* Given exercise a *
In the court opinion, on what date was the sale of the house and lot consummated?

** START OF Supplied text **

Opinion
(Filed 19 April, 1944.)
1. Estoppel §§ 1, 6b: Deeds § 3: Husband and Wife § 18a —
Neither a covenant nor a representation on the part of a married woman that she is a feme sole will estop her from asserting her incapacity to convey her separate real estate without the written assent of her husband and privy examination as required by statute; and a married woman cannot by her own misrepresentation enlarge her capacity to convey an estate in land.
2. Husband and Wife § 4c: Deeds § 3 —
While G.S., 52-2, may enable a married woman ordinarily to contract and deal with her property as if she were unmarried and to be bound by estoppel; yet this statute contains a pertinent delimitation making a conveyance of real estate invalid unless with the written assent of her husband, Art. X, sec. 6, of the N.C. Constitution, and privy examination as required by law.
3. Husband and Wife §§ 4a, 18a, 18b: Deeds § 3 —
One who deals with a married woman is chargeable with knowledge of her disability, and that she can convey her real estate only in the manner prescribed by the Constitution and laws on the subject.
4. Estoppel § 1 —
Estoppel is applied against those who are capable of acting in their own right in respect of the matter at issue, and not against those under specific disability in respect of it.
5. Husband and Wife § 4a: Estoppel § 6d —
To the extent that a married woman is authorized to deal with her property as a feme sole she is liable on her contracts and subject to estoppel; but otherwise her disability may not be circumvented or the pertinent legal restrictions of coverture set at naught.
6. Estoppel § 6d: Husband and Wife § 17 —
A married woman is no more estopped by her acts in pais than by her covenant of warranty; and it is only in a case of pure tort, altogether disconnected with contract, that an estoppel against her can operate.
APPEAL by defendants from Bone, J., at November Term, 1943, of WILSON.
L. L. Davenport and A. O. Dickens for plaintiffs, appellees.
Connor, Gardner Connor for defendants, appellants.
BARNHILL, J., dissenting.
DEVIN and SEAWELL, JJ., concur in dissent.
Civil action in ejectment.
The plaintiffs, who had been married to each other, were divorced in 1936. Thereafter the feme plaintiff held herself out and did business as a single woman. On or about 1 September, 1940, she authorized her attorney, Thomas J. Moore, to sell her house and lot in the town of Wilson. Pursuant to this authorization, Moore forthwith negotiated a contract with the defendants for the purchase of the property. They were told that the feme plaintiff was unmarried, and at the time the deed was drafted, which was prior to its execution and delivery, she made the statement in the presence of one of the defendants that she was a single woman. In the deed "Birdie S. Buford" is designated "party of the first part."
The sale was consummated 21 September, 1940. In the meantime, however, the feme plaintiff had gone to Dillon, S.C., and on 15 September, she and her former husband were remarried. This fact was not disclosed to her attorney or to the defendants at the time of the execution and delivery of the deed, albeit the deed is signed "Mrs. Birdie S. Buford."

** END OF Supplied text **
** START OF Records provided **

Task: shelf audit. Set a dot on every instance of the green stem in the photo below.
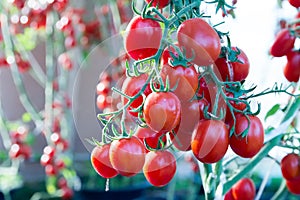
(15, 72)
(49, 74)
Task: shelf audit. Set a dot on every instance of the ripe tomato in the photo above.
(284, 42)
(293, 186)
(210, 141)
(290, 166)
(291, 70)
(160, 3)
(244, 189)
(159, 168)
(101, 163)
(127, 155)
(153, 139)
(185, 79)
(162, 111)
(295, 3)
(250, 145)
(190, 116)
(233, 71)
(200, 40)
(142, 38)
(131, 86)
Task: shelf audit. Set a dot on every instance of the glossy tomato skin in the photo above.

** END OF Records provided **
** START OF Records provided **

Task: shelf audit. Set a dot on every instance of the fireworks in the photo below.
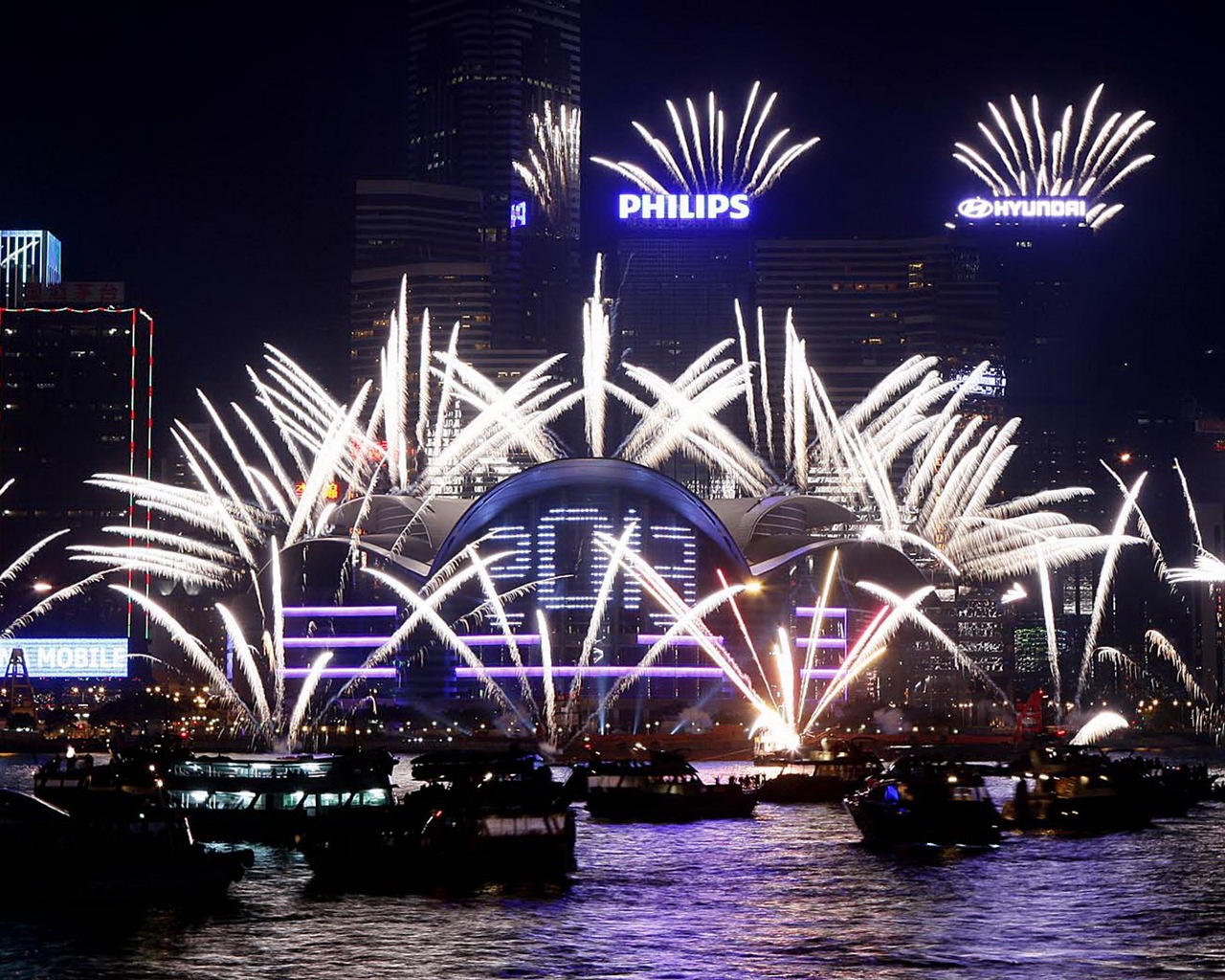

** END OF Records provided **

* Given exercise b *
In the records, take the part that opens with the line containing "tomato in the photo above." and closes with the line containing "skin in the photo above.", and swap "dot" for "marker" while leaving everything else unchanged. Return only those lines.

* Complete output a *
21 September, 1940

* Complete output b *
Task: shelf audit. Set a marker on every instance of the ripe tomato in the photo above.
(284, 42)
(293, 186)
(210, 141)
(290, 166)
(291, 70)
(160, 3)
(244, 189)
(159, 168)
(101, 163)
(127, 155)
(153, 139)
(185, 79)
(162, 111)
(295, 3)
(250, 145)
(190, 116)
(233, 71)
(200, 40)
(142, 38)
(131, 86)
Task: shelf audit. Set a marker on every instance of the glossy tomato skin in the photo above.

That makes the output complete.